[BEGIN Exercise materials]

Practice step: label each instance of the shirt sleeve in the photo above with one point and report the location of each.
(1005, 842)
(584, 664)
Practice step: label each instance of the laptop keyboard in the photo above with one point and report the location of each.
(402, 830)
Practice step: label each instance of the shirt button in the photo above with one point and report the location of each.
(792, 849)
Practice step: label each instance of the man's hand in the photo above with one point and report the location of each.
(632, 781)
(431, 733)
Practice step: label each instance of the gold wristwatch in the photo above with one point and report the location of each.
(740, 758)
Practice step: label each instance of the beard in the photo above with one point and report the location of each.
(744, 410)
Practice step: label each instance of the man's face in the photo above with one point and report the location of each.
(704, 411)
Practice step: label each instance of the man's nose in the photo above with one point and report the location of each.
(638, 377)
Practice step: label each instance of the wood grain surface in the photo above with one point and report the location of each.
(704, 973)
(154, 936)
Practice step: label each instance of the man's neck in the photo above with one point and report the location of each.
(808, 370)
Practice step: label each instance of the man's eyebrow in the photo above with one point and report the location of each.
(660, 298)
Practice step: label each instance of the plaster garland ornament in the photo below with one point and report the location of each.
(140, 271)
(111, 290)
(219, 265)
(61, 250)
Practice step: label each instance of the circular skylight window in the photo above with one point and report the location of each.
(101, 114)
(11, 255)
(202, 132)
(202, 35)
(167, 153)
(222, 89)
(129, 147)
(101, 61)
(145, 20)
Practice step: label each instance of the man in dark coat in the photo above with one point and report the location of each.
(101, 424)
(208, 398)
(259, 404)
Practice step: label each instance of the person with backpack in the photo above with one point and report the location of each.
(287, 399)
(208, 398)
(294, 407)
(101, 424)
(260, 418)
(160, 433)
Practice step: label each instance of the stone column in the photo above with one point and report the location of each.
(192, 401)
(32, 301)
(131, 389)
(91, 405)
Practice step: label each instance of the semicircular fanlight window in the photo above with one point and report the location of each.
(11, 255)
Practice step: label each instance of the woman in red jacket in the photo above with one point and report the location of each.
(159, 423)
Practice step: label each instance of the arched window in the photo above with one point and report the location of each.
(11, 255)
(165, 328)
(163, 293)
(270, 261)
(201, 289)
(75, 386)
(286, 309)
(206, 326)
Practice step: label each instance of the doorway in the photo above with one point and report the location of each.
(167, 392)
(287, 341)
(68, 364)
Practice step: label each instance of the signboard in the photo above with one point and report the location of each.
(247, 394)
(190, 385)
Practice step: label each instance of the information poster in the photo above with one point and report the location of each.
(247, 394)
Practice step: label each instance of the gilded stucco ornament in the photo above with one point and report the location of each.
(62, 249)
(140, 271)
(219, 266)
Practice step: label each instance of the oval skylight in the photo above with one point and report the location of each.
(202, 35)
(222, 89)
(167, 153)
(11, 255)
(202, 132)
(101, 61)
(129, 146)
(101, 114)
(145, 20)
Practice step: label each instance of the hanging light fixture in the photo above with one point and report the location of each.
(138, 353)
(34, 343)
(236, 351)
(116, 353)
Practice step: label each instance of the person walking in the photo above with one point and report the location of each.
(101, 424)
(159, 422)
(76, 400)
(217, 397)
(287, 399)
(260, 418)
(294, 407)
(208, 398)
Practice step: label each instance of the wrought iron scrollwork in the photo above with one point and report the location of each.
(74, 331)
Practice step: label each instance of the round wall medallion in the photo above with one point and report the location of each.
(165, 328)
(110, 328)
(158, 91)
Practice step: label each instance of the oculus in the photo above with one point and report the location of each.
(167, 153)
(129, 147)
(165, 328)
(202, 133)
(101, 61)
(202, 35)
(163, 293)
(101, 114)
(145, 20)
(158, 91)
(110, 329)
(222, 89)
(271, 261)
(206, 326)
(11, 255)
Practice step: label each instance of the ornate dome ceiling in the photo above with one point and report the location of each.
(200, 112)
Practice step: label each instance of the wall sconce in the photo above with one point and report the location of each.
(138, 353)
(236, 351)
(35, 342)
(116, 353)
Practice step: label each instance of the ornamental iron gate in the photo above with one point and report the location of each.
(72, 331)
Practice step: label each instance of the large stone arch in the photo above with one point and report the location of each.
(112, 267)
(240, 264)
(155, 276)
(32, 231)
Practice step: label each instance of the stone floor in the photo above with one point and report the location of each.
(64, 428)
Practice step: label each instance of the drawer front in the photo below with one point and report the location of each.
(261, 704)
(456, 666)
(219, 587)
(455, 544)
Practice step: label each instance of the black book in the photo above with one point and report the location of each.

[END Exercise materials]

Description of the task
Rewrite every item above, switching "Practice step" to "Exercise" wherever it occurs and leaving all other wording unchanged.

Task solution
Exercise: label each instance of the shirt sleeve in the photo above with one point and report the location of each.
(1005, 842)
(584, 664)
Exercise: label each instance of the laptop keyboard in the photo above with one point and report the location of each.
(402, 830)
Exercise: label each instance of the shirt button in the photo above with one point and report the location of each.
(792, 849)
Exercise: label each instance of the man's hand in the photo above with one point and report the location of each.
(632, 781)
(431, 733)
Exercise: label each instance of the gold wristwatch in the photo above with one point and report the location of each.
(740, 758)
Exercise: label each instance of the beard in the photo above with one point and report the location of each.
(744, 410)
Exercise: label each instance of the man's face in the photo above with one point and report the location of each.
(704, 411)
Exercise: label each instance of the man's nose in the photo above with one point and report the location of each.
(638, 377)
Exercise: label each instance of the wood grain surface in the photo above with one point and report the location of each.
(704, 973)
(154, 936)
Exercise: label each instance of the man's neck in the photo above with one point and report the location of each.
(808, 370)
Exercise: label each instance of the man's eyebrow in the photo above with one point and report the location of each.
(660, 298)
Exercise: label each instance of the plaster garland ornament in the photo below with one point and report the location of each.
(140, 271)
(111, 290)
(219, 265)
(61, 250)
Exercise: label each instance of the circular skylight window in the photo above with one point and report the location of each.
(101, 114)
(11, 255)
(202, 132)
(202, 35)
(167, 153)
(222, 89)
(129, 147)
(101, 61)
(145, 20)
Exercise: label each instance of the man in dark coat in the photo above with one point and report the location of each.
(101, 424)
(208, 398)
(259, 404)
Exercise: label each instance of the person with backpack in the photo above with one point and report the location of each.
(287, 399)
(208, 398)
(294, 407)
(101, 424)
(260, 418)
(160, 433)
Exercise: label each instance of the stone column in the photo above with one point and report the location of each.
(192, 401)
(32, 301)
(131, 389)
(91, 405)
Exercise: label each instance of the semicircular fanlight window in the photo above with one point and report the location of each.
(11, 255)
Exercise: label each instance of the woman in red jacket in the photo above with one point and report the location of each.
(159, 423)
Exercise: label each instance of the arched window in the photo above with one point and report the location of each.
(11, 255)
(165, 328)
(163, 293)
(270, 261)
(201, 289)
(75, 386)
(286, 309)
(206, 326)
Exercise: label each instance of the doorway in the photo above with one point and report the location of each.
(167, 392)
(287, 341)
(68, 364)
Exercise: label each instance of the signboard in the photo above with one point and report the location of each.
(247, 394)
(190, 385)
Exercise: label each instance of the information poster in the photo above with one point and report the location of each.
(247, 394)
Exercise: label each instance of the gilded stucco ornament in the photo above with one point and report the location of each.
(62, 249)
(140, 271)
(219, 266)
Exercise: label each instance of the oval skylight in the photo above with one point and report the location of each.
(202, 35)
(222, 89)
(167, 153)
(11, 255)
(202, 132)
(101, 61)
(129, 146)
(101, 114)
(145, 20)
Exercise: label each instance of the hanging light fixture in the photo above with one point and report the location of each.
(138, 353)
(34, 343)
(236, 351)
(116, 353)
Exercise: label each instance of the person walking in the photo above with one point and report the location of each.
(101, 424)
(159, 422)
(76, 400)
(217, 397)
(287, 399)
(260, 418)
(294, 407)
(208, 398)
Exercise: label each instance of the wrought iron scrollwork in the photo above with one point and report the location of each.
(74, 331)
Exercise: label each instance of the round wall medallion in the photo above with one point and report the location of each.
(165, 328)
(110, 328)
(158, 91)
Exercise: label each instance of the oculus in the photo above with one point and report the location of each.
(167, 153)
(129, 147)
(165, 328)
(202, 133)
(101, 61)
(202, 35)
(163, 293)
(101, 114)
(145, 20)
(158, 91)
(110, 329)
(222, 89)
(271, 261)
(206, 326)
(11, 255)
Exercise: label each instance of the ornate dome ceiling in the photo above with one point and report the location of each.
(200, 112)
Exercise: label each instance of the wall sconce in the photo above with one point and report the location of each.
(138, 353)
(236, 351)
(35, 342)
(116, 353)
Exercise: label each instance of the ornamental iron gate in the photo above with one point and report the location of each.
(72, 331)
Exercise: label each instance of the large stone arch in the photo above with one point and report the location of each.
(112, 267)
(240, 264)
(155, 276)
(32, 231)
Exercise: label each instance of the stone floor in the photo above with one point and report the location of each.
(64, 428)
Exercise: label each instance of the drawer front in the photo below with one point and report the location of each.
(261, 704)
(456, 666)
(219, 587)
(455, 544)
Exercise: label each instance of the black book in the photo above with one point and report the location of each.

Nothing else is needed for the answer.